··· Extracted records ···
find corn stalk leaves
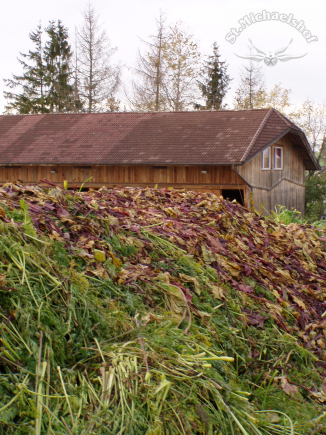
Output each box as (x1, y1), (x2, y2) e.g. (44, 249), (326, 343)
(0, 183), (326, 433)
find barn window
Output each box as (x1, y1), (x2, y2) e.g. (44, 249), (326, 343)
(261, 147), (270, 170)
(274, 147), (283, 170)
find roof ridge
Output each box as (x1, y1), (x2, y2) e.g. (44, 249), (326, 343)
(0, 108), (273, 118)
(240, 108), (273, 163)
(272, 109), (300, 130)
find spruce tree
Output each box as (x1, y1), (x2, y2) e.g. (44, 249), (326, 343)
(44, 20), (74, 112)
(3, 24), (47, 114)
(196, 43), (231, 110)
(4, 21), (77, 114)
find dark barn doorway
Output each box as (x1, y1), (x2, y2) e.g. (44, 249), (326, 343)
(221, 189), (244, 206)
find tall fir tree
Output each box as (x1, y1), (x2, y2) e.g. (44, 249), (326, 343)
(4, 21), (77, 114)
(44, 20), (75, 112)
(196, 43), (231, 110)
(3, 24), (47, 114)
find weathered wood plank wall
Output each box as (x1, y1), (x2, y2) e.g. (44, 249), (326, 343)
(235, 135), (305, 215)
(0, 164), (246, 202)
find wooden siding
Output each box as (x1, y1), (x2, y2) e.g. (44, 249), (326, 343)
(0, 164), (246, 203)
(235, 135), (305, 215)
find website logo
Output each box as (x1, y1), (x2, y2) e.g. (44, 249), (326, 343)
(225, 11), (318, 45)
(234, 39), (307, 67)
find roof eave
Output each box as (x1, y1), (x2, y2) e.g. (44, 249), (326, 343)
(242, 127), (320, 171)
(0, 162), (243, 166)
(242, 128), (292, 164)
(289, 129), (320, 170)
(240, 108), (273, 163)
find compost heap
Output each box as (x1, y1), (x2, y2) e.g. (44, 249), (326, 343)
(0, 182), (326, 435)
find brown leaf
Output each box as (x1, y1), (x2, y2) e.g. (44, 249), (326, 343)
(207, 235), (224, 251)
(0, 207), (6, 219)
(243, 310), (268, 328)
(238, 284), (253, 294)
(281, 377), (298, 397)
(0, 273), (7, 287)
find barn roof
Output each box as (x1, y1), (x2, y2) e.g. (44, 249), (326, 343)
(0, 109), (319, 169)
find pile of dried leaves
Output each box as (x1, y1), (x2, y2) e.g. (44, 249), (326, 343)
(0, 182), (326, 434)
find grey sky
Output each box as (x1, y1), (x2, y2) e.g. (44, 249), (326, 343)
(0, 0), (324, 112)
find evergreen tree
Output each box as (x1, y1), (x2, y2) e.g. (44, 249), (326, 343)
(44, 20), (75, 112)
(196, 43), (231, 110)
(4, 21), (77, 114)
(3, 24), (47, 114)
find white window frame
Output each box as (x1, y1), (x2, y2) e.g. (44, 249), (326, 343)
(261, 147), (271, 170)
(274, 147), (283, 170)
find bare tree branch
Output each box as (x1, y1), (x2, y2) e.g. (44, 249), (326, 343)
(76, 3), (121, 112)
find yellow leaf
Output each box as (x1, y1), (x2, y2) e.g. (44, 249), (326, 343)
(90, 266), (108, 279)
(94, 250), (106, 263)
(106, 216), (119, 227)
(156, 272), (172, 284)
(179, 273), (201, 295)
(292, 295), (306, 310)
(215, 254), (241, 278)
(164, 284), (183, 299)
(197, 200), (208, 207)
(210, 284), (225, 300)
(266, 302), (282, 316)
(141, 313), (163, 325)
(108, 252), (122, 267)
(278, 269), (294, 282)
(310, 390), (326, 403)
(202, 245), (215, 263)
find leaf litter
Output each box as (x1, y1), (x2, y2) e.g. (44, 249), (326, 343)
(0, 182), (326, 433)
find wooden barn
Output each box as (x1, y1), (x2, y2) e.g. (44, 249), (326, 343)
(0, 109), (319, 215)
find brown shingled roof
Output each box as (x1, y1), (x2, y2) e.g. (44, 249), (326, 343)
(0, 109), (319, 169)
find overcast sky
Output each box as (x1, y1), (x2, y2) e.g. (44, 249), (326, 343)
(0, 0), (324, 112)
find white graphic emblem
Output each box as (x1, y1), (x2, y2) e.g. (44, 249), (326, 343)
(234, 39), (308, 66)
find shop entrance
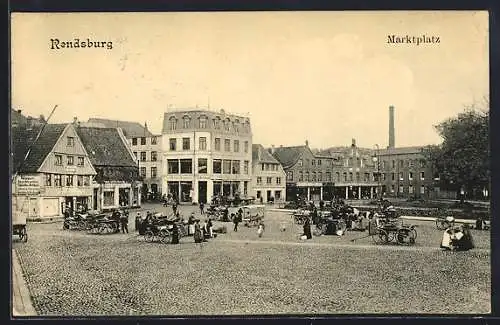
···
Problem to work on. Note how many lines in the material hold the word "brown", and give that number by itself.

Answer to this exercise. 2